» Work instructions
[a] In the passage on rain, what is the average speed of raindrops when they reach the ground?
[b] Reproduce word for word the part of the passage on rain starting at "2. 2nd Stage" and ending at "covered with clouds.".

This “measure” mentioned in the verse has to do with a couple of characteristics of rain. First of all, the amount of rain that falls on the earth is always the same. It is estimated that in one second, 16 million tones of water evaporates from the earth. This number is equal to the amount of water that drops on the earth in one second. This means that water continuously circulates in a balanced cycle according to a “measure”.

Another measure related with rain is about its falling speed. The minimum altitude of rain clouds is 1,200 meters. When dropped from this height, an object having the same weight and size as a rain drop, would continuously accelerate and fall on the ground with a speed of 558 km/h. Certainly, any object that hits the ground with that speed would cause big damage. If rain happened to fall in the same way, all harvested lands would be destroyed, residential areas, houses, and cars would be damaged, people would not be able to walk around without taking necessary precautions. What is more, these calculations are made just for clouds of 1,200 meters high, whereas there are also rain clouds at an altitude of 10,000 meters. A rain drop falling from such a height could normally reach a very destructive speed. But this is not how it works; no matter from how high they fall, average speed of rain drops is only 8-10 km/h when they reach the ground. The reason for this is the special form they take. This special form increases the friction effect of the atmosphere and prevents acceleration when the rain drops reach a certain speed “limit”. (Today parachutes are designed by using this technique.)

This is not all about the “measures” of rain. For instance, in the atmospheric layers where it starts to rain, the temperature may fall so low as 400C degrees. Despite this, rain drops never turn into ice particles. (This would certainly mean a fatal threat for the living things on the earth). The reason is that the water in the atmosphere is pure water. As known, pure water hardly freezes even in very low temperatures.

The Formation of Rain

How rain forms remained a great mystery for people for a long time. Only after air radars were discovered, could it have been possible to learn by which stages rain formed. The formation of rain takes place in three stages: First, the “raw material” of rain rises up in the air. Later, clouds are formed and lastly, rain drops appear. These stages are clearly defined in the Qur’an in which precise information was given about the formation of rain centuries in advance;

“It is Allah Who sends the Winds, and they raise the Clouds: then does He spread them in the sky as He wills, and break them into fragments, until you see rain-drops issue from the midst thereof: then when He has made them reach such of his servants as He wills behold, they do rejoice!”

Now, let us look at the three stages mentioned in the verse:

  1. 1st Stage: “It is Allah Who sends the winds … “ Countless air bubbles formed by the foaming in the oceans continuously burst and cause water particles to be ejected towards the sky. These particles which are rich in salt, are then carried away by winds and move upwards in the atmosphere.These particles which are called aerosols form clouds by collecting around themselves the water vapor -that again ascends from the seas – as tiny drops, by a mechanism called “water trap”.
  2. 2nd Stage : ” … and they raise the Clouds: then does He spread them in the sky as He wills, and break them into fragments … The clouds form from the water vapor that condenses around the salt crystals or the dust particles in the air. Because the water drops in these are very small (with a diameter between 0.01 and 0.02mm), the clouds are suspended in the air and they spread in the sky. Thus the sky is covered with clouds.
  3. 3rd Stage : ” … until you see rain-drops issue from the midst thereof.” Water particles that surround salt crystals and dust particles thicken and form rain drops. So, the drops which become heavier than air depart from the clouds, and start to fall on the ground as rain.

» Data excerpts
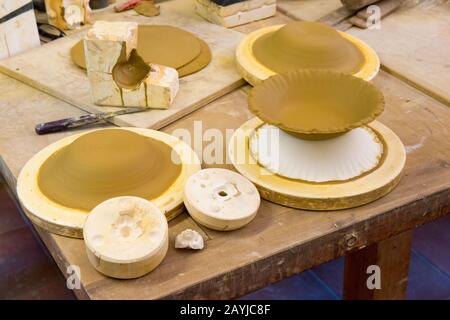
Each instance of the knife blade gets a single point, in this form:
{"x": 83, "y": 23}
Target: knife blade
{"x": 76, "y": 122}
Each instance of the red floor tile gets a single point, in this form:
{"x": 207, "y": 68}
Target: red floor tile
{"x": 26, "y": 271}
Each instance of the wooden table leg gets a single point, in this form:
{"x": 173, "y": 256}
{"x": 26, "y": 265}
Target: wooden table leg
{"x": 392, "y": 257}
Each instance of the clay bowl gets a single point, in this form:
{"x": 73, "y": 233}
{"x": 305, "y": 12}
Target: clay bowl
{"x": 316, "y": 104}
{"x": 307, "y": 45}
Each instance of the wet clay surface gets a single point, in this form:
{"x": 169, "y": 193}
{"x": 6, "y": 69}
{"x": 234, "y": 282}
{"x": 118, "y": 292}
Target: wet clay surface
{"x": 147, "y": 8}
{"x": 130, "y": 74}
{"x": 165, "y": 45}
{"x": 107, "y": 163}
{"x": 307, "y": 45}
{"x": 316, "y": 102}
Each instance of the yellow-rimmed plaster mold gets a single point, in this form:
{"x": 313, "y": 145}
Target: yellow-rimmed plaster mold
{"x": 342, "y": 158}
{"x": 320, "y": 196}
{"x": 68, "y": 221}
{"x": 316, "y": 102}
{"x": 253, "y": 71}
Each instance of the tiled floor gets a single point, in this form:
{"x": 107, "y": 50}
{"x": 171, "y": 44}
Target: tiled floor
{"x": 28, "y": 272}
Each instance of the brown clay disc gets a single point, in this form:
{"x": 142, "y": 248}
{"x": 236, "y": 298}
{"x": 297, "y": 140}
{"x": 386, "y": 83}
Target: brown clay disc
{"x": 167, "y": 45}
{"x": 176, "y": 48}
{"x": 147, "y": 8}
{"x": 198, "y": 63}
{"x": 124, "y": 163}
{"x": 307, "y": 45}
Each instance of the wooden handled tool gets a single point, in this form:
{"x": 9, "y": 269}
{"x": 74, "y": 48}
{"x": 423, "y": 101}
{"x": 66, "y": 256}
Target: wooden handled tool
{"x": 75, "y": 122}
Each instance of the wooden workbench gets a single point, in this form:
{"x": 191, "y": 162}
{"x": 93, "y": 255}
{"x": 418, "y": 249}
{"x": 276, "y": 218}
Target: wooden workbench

---

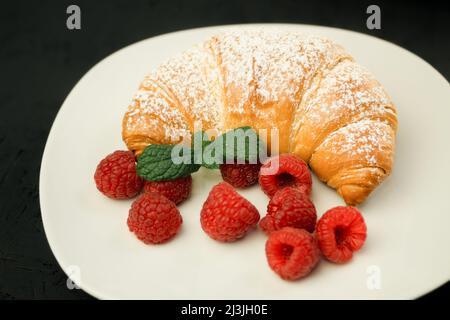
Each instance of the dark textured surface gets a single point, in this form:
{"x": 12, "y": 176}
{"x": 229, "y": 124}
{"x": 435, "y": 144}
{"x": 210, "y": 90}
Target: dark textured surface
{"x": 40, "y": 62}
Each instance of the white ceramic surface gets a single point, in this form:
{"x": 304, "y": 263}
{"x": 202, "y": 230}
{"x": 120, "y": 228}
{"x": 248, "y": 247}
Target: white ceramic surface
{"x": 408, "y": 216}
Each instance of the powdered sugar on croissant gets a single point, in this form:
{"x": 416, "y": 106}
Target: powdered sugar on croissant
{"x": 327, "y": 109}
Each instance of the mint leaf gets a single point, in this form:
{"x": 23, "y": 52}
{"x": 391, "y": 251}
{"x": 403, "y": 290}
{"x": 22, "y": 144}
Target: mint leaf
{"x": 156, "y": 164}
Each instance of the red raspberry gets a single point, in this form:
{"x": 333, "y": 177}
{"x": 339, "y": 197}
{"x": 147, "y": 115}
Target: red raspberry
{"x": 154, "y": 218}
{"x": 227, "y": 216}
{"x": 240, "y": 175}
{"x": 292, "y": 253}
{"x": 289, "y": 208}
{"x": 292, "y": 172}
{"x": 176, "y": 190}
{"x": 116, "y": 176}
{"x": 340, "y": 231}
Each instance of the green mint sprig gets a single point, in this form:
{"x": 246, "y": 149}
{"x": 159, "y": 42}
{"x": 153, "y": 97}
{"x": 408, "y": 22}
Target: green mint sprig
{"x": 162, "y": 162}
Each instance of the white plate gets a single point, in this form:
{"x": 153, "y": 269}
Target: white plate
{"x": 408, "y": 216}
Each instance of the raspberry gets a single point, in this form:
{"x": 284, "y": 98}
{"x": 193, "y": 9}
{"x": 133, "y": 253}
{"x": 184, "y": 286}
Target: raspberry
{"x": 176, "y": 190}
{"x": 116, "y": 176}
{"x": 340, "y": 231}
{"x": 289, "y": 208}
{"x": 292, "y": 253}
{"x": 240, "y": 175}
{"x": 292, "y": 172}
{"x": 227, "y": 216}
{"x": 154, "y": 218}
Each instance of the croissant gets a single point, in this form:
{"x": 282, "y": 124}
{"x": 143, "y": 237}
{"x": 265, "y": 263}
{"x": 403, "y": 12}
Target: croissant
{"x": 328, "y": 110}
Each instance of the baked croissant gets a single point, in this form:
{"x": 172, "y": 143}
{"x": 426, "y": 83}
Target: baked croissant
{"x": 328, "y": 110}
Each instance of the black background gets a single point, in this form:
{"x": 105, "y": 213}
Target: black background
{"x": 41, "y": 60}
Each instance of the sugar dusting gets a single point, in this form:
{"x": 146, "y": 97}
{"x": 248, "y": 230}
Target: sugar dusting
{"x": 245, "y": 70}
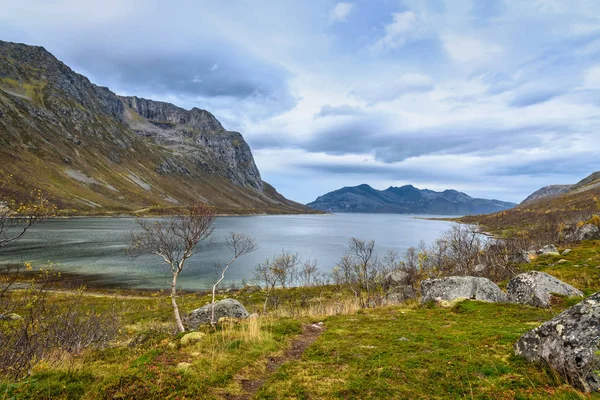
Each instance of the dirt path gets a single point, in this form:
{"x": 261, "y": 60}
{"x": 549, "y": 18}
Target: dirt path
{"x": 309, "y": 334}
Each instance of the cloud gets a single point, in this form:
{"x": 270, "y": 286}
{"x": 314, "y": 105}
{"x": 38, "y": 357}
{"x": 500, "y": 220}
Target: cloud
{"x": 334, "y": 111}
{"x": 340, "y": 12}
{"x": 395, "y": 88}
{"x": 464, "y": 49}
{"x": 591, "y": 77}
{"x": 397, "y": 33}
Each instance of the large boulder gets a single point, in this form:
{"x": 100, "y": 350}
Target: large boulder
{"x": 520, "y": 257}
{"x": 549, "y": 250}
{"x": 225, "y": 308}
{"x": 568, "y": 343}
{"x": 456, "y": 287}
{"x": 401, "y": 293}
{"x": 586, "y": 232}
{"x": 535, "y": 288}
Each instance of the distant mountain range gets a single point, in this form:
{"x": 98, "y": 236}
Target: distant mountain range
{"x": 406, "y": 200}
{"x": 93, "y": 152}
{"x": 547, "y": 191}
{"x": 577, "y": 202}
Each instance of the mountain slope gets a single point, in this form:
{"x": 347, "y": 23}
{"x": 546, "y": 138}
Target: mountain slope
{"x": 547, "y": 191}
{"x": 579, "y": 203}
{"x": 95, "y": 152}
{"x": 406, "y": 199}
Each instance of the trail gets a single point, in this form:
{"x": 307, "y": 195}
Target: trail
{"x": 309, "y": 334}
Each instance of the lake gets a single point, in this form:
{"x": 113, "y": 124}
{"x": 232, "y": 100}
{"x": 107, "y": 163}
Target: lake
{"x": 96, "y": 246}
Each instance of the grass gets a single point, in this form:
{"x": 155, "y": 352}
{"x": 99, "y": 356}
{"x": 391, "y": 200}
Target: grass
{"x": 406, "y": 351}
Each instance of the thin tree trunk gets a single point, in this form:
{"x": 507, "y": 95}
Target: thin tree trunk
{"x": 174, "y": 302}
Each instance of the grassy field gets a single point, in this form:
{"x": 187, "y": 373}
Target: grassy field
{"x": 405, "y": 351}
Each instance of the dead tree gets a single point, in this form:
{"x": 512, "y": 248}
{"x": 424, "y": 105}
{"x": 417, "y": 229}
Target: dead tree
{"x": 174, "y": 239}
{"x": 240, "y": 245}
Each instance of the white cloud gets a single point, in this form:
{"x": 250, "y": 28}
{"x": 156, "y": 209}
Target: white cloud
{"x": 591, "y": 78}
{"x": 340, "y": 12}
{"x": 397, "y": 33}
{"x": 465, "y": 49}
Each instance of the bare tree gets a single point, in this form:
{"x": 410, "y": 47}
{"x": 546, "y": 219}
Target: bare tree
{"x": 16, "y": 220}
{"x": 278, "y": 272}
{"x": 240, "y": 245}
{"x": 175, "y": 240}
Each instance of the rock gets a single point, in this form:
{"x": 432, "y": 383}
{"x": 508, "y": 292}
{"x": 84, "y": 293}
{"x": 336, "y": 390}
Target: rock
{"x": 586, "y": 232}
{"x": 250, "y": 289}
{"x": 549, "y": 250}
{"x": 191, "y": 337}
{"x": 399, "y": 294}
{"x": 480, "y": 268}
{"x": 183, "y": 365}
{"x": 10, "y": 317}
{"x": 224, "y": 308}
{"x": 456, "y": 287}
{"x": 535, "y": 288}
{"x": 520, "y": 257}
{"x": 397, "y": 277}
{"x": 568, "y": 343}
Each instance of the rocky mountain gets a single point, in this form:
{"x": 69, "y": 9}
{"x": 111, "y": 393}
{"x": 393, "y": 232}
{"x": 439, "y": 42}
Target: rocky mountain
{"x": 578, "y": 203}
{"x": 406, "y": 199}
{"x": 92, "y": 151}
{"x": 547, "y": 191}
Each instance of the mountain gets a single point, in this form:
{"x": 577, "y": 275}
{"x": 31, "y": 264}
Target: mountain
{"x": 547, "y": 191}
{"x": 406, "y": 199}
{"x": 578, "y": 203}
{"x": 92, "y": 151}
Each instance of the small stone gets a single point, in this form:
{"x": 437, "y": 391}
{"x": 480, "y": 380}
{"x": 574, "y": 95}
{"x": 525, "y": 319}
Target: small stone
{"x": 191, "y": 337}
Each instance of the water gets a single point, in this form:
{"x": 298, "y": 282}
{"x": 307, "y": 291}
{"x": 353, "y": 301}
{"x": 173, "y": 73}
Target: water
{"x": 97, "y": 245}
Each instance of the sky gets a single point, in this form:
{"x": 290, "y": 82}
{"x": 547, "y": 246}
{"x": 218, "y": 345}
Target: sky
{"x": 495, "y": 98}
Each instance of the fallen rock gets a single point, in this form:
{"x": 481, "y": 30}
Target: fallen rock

» Numbered answers
[a] 8-10 km/h

[b]
2. 2nd Stage : ” … and they raise the Clouds: then does He spread them in the sky as He wills, and break them into fragments … The clouds form from the water vapor that condenses around the salt crystals or the dust particles in the air. Because the water drops in these are very small (with a diameter between 0.01 and 0.02mm), the clouds are suspended in the air and they spread in the sky. Thus the sky is covered with clouds.